* READING TEXT *
-- -- --
Ever had to write this:

def print_wrapper(s):
print s

in Python 2.x? Well, probably not, but I have.

There is no reason for print not being a function. Also, do you use
print *that* much? Really?

>
> And here's the disadvantages:
>
> -The Python 3 syntax actually requires more keystrokes.

Typically ONE extra character: the closing bracket. The opening bracket
can replace the whitespace previously required.

> -Python world split in half. There is now a Python 2 world and a Python
> 3 world, both incompatible with each other.

Sort-of true:
with a few __future__ statements and a little care, scripts can be
portable across 2.6/2.7--3.x. Tools like 2to3 are meant to make the
transition of an old package as painless as possible, and it's not like
there are no packages that support both versions, from one codebase!

I'm looking forward to 3to2 though - allowing me to support Python 2
from Python 3 code. Sounds nice, doesn't it?

> -Libraries written for Python 2 cannot be mixed with libraries written
> for Python 3.


No, but libraries can and do (partly) / will (mostly) support both at
the same time.

> -Developers have to choose between Python 2 and Python 3 and are bound
> to their choice afterwards.


Not quite true with 3to2 and 2to3

>
> So there are basically no advantages and extremely significant
> disadvantages. The single advantage there is could certainly be achieved
> without breaking all scripts out there.


the print() function is really a minor change. It could be done because
compatibility was broken *anyway*. There are much more important
changes, with much more far-reaching and beneficial consequences for
which I think some pain due to incompatibility is justified:

* old-style classes are gone. Good riddance!
* str is now unicode => unicode is no longer a pain in the a****
* range, map, filter, zip no longer return lists. There are Python 2
equivalents to the new functions, but this is just nicer.
-- -- --
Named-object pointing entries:
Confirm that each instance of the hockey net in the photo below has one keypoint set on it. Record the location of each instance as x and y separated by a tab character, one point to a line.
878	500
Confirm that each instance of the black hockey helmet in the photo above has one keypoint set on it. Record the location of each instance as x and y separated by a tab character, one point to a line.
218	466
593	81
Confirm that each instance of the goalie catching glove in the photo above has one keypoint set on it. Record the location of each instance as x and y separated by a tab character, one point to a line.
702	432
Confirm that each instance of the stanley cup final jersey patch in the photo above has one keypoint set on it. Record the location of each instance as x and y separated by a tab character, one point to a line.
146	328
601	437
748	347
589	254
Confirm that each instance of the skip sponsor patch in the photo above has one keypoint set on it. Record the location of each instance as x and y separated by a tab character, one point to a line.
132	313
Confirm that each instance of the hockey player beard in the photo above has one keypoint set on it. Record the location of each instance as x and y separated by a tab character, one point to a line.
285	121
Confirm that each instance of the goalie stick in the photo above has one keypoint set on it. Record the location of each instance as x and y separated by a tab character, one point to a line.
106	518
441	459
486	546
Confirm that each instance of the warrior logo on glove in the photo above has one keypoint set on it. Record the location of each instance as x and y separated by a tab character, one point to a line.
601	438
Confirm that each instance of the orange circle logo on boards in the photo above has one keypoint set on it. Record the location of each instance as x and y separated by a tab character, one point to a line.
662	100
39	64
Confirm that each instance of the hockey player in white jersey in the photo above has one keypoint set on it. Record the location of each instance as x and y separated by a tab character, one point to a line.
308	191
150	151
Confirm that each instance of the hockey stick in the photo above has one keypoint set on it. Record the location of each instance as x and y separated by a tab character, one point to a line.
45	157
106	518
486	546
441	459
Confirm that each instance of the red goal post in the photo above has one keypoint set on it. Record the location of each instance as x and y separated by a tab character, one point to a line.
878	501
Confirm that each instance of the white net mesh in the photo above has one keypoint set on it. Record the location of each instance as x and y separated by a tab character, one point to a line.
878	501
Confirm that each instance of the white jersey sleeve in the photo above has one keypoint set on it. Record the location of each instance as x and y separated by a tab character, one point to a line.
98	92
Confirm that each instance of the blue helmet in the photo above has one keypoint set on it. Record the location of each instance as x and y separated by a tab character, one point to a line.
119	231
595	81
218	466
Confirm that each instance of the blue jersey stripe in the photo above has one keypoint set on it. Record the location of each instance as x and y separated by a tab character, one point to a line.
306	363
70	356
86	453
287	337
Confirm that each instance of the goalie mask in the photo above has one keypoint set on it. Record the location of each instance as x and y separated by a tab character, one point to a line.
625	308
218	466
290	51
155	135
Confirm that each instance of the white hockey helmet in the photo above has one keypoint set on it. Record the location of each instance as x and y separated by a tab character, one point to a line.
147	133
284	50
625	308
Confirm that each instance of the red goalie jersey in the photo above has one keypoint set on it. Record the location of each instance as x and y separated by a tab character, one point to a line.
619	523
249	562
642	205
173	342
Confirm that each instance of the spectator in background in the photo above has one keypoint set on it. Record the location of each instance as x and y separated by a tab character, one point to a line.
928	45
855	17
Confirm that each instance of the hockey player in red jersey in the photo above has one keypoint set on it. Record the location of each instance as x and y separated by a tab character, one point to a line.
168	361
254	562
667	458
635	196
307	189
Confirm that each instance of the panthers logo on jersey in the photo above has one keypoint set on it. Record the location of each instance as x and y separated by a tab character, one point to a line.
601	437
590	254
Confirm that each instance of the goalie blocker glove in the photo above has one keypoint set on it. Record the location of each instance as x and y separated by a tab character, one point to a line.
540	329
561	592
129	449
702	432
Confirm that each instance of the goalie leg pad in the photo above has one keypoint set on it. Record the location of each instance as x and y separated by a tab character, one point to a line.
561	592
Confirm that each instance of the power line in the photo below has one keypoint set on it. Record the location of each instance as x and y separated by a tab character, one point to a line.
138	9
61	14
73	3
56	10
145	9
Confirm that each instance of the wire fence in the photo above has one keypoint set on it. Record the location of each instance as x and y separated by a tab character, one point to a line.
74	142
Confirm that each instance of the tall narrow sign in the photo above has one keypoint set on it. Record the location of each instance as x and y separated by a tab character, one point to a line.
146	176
-- -- --
* TASK PROMPT *
According to the text about Python 3, how many extra characters does the new print syntax typically require, and which character is it? These entries come from a separate source, unrelated to the text about Python 3.

* ANSWER BELOW *
Typically one extra character: the closing bracket.